Article
● ● ● ● ● ● ●

Perhaps I could do that, but I do not know how, I do not know the meticulous measurements, or I am just being denial to the fact that I am emotionally declining. And I am not writing this to justify all of it, I just thought that I wanted to share this and perhaps somebody else are also feeling this way and I want them to know that they are not alone. For some people, knowing that you are lonely and no one can understand you really sucks. Maybe I can fix that. Or give a hand about it.
At first, I thought that this quarantine had something positive to give me. It could give me more flexible and leisure time to do the things that I never had the chance to do. However, as usual, things did not go as I expected. This free time only gave me more room to overthink about everything and I always ended up feeling bad for something that actually wasn’t. Everything just runs out smoothly yet I am sitting around the corner asking myself, what did I just do wrong? Where did I go wrong? Why could not I turn back time? Do I really deserve everything that I have right now?

● ● ● ● ● ● ●

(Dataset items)

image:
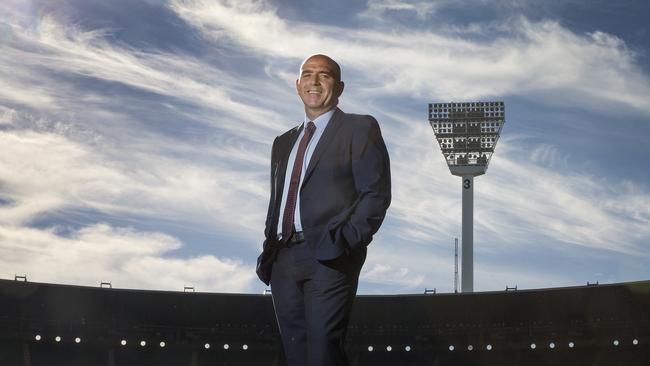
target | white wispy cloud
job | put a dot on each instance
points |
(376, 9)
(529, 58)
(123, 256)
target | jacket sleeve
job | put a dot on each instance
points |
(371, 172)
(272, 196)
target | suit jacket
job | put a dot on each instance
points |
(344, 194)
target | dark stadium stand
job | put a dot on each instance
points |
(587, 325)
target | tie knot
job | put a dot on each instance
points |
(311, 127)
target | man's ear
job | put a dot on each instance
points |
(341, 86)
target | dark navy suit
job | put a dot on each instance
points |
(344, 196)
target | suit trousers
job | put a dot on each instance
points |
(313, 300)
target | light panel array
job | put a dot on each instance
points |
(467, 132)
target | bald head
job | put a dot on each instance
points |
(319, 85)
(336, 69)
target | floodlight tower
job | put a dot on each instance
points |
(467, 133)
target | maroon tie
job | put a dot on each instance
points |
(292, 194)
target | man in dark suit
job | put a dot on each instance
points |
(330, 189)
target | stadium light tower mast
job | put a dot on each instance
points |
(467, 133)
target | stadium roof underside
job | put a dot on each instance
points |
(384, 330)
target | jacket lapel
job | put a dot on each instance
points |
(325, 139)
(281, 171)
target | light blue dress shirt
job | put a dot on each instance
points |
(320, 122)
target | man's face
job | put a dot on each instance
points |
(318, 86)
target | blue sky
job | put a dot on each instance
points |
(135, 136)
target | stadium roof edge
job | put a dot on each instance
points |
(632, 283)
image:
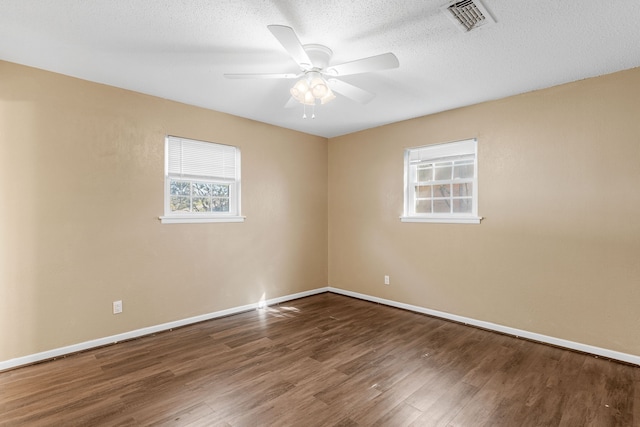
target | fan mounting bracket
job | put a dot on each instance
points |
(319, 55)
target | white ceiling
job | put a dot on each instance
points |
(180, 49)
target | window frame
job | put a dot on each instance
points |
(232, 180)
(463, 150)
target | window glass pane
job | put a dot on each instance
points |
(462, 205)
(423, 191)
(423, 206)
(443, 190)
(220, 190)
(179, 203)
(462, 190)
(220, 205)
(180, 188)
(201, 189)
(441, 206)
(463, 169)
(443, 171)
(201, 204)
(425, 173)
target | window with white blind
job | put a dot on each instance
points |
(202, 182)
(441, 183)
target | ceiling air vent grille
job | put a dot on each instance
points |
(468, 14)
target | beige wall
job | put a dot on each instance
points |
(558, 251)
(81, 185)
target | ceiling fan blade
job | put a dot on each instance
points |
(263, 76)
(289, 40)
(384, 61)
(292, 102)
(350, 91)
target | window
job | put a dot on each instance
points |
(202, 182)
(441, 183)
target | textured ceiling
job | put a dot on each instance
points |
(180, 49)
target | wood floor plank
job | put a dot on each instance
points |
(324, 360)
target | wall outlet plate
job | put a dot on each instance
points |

● ● ● ● ● ● ●

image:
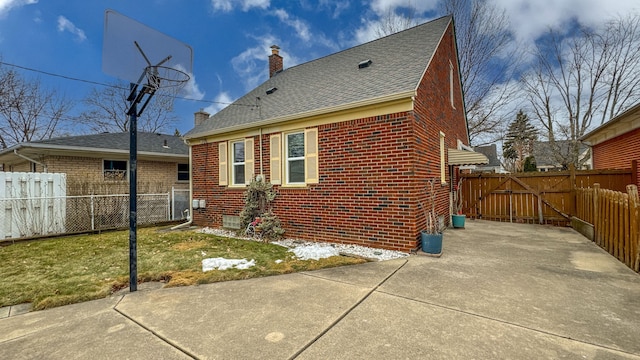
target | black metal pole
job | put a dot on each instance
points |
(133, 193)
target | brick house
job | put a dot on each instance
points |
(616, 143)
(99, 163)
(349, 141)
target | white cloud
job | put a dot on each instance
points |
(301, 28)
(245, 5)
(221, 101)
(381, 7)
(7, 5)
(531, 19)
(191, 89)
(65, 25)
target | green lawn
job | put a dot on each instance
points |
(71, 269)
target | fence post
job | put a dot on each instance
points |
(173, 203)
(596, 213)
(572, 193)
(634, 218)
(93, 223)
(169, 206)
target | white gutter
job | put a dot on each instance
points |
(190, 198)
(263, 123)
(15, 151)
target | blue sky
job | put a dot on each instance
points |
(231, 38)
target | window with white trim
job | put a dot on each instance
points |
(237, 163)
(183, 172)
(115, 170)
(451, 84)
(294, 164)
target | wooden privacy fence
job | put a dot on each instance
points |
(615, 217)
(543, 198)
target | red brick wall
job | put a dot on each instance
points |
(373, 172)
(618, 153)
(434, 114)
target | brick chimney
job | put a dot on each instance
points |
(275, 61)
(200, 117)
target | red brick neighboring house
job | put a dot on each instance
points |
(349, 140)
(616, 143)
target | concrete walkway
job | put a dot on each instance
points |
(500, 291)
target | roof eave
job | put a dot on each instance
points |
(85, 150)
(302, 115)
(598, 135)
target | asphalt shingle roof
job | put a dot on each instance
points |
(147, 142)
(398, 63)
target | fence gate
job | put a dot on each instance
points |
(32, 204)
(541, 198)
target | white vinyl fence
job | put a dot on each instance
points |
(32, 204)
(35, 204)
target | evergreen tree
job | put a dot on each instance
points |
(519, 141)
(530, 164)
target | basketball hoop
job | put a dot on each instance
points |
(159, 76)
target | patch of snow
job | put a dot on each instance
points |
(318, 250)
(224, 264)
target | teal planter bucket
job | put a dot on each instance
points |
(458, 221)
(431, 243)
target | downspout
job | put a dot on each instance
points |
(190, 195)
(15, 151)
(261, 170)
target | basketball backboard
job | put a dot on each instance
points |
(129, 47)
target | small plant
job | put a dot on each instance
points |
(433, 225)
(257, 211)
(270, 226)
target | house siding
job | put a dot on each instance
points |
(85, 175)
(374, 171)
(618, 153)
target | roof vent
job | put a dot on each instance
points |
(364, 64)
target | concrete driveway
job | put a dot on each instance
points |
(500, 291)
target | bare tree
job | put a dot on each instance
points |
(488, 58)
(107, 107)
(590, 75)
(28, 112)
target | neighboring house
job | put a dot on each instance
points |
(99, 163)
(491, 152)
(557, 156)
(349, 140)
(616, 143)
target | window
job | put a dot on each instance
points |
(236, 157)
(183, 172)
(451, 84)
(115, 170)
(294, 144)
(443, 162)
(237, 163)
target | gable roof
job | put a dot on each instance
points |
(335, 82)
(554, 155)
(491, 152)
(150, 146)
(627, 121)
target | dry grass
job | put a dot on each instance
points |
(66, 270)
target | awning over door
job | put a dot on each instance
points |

● ● ● ● ● ● ●

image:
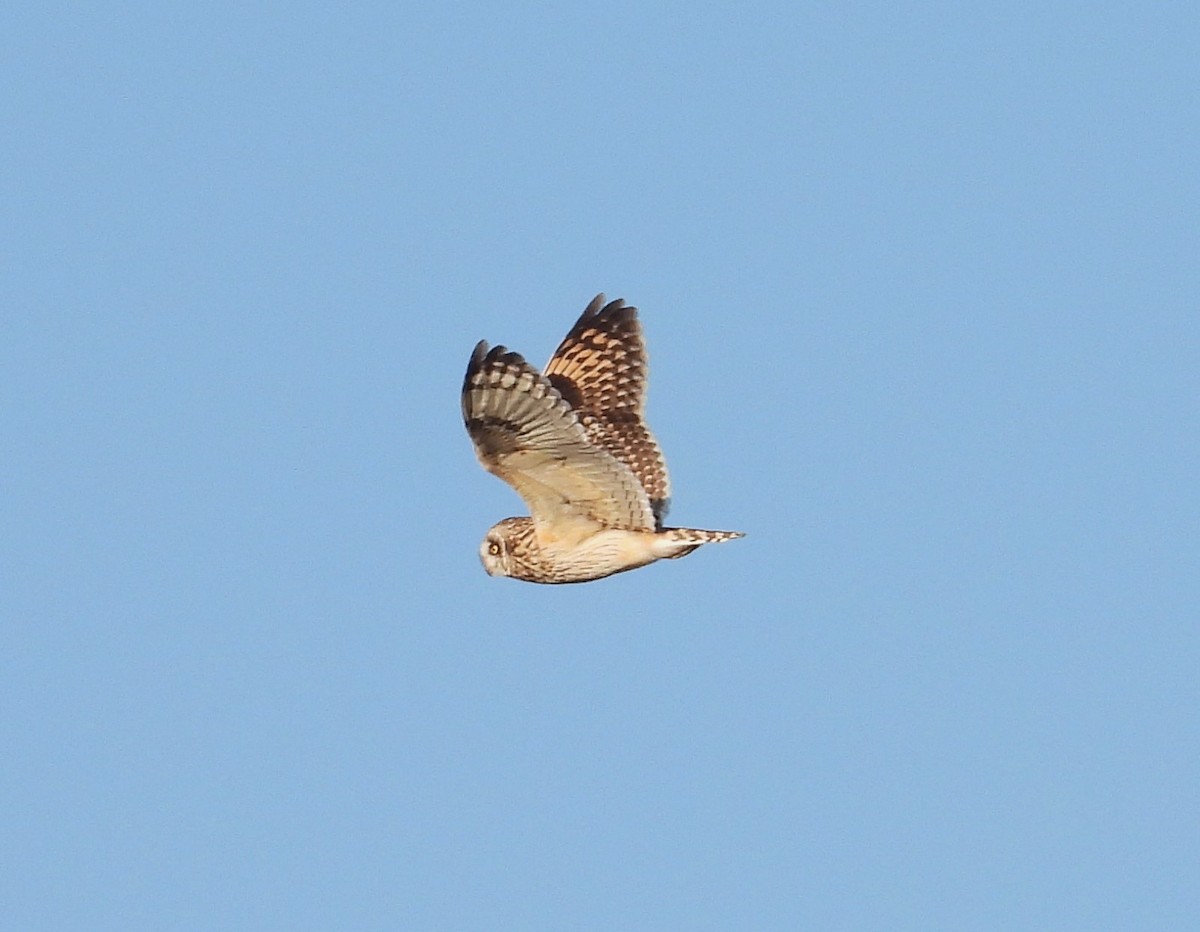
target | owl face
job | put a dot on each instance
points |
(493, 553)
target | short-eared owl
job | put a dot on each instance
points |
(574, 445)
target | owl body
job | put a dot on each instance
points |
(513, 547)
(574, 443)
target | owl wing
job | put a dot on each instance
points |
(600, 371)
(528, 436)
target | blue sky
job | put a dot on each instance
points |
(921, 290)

● ● ● ● ● ● ●

Work to do
1. Summarize the quarantine reflection above in two sentences.
2. Extend the quarantine reflection, picking up right after its final question.

Task results
1. The writer shares these feelings so that others who feel lonely and misunderstood will know they are not alone, while admitting they may be in denial about declining emotionally. They had hoped quarantine would bring free time for things they never had the chance to do, but it only gave them more room to overthink and feel bad, asking where they went wrong and whether they deserve what they have.

2.
Of course I do. I know that I deserve everything that has been given to me because I have worked hard for it, or maybe I just have the privilege for it. But… my thoughts do not always go that way. When my mind goes south, it really falls down to my deepest thoughts and I do not think that is a good thing when I overdo it.
I have tried almost everything during this quarantine. Applying Law of Attraction (which works most of the time), studying Norwegian and Spanish and then I abandoned my Duolingo lesson afterward, watching series that I have never wanted to do before, trying to bond with my family stronger, failing to do that, finding another way to do so, getting myself a boyfriend (whom I really love and I am eternally grateful for him), cooking, baking, crying for no absolute reasons, buying books online which ships from UK (which stays in a different continent from my country), waiting two months for the book to arrive, reading it, not finishing it and decided to re-read the same old favorite book, spending six bloody hours on a call (that is something I NEVER thought I would do, but I did anyway) and so on. Thing is, I did have the time to do the things I never did, but most of the time I just feel like shit.
At first, I thought it was okay to feel like shit. It was okay to not listen to my friends’ stories because I was not in the right mood for it. It was okay to abandon people because I could not even get my shit right.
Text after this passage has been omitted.